**** Data to process ****

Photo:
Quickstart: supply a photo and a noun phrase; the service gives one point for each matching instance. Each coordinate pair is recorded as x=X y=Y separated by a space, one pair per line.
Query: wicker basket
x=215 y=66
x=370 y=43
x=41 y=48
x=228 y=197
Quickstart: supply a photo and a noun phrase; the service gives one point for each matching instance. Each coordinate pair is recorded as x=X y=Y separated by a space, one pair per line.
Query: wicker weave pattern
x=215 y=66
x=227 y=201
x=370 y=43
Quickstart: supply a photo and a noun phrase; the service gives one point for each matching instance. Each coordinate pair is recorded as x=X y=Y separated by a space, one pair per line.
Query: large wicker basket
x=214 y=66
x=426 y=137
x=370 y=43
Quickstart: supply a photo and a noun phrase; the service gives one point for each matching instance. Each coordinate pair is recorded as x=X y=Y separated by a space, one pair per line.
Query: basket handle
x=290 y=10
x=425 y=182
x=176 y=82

****

Problem requirements.
Take the lines from the one containing "Query: wicker basket" to the last line of the material above and write them out exactly.

Exercise response.
Query: wicker basket
x=215 y=66
x=370 y=43
x=41 y=48
x=228 y=197
Quickstart: supply a photo and a noun phrase; the service gives one point for each matching instance. Each coordinate pair is recorded as x=X y=Y separated by a space, one pair per line.
Query: wicker weave pattern
x=215 y=66
x=227 y=201
x=370 y=43
Quickstart: supply a photo and a noun phrase; the service gives one point for each matching instance. Each coordinate pair is recorded as x=X y=Y separated by a space, one pair per line.
Query: large wicker basket
x=214 y=66
x=426 y=137
x=370 y=43
Quickstart: supply a photo and a noun phrase; the service gives one point for each matching instance. Each coordinate pair is recorded as x=X y=Y separated by a space, one pair per line.
Query: basket handle
x=290 y=10
x=425 y=182
x=176 y=82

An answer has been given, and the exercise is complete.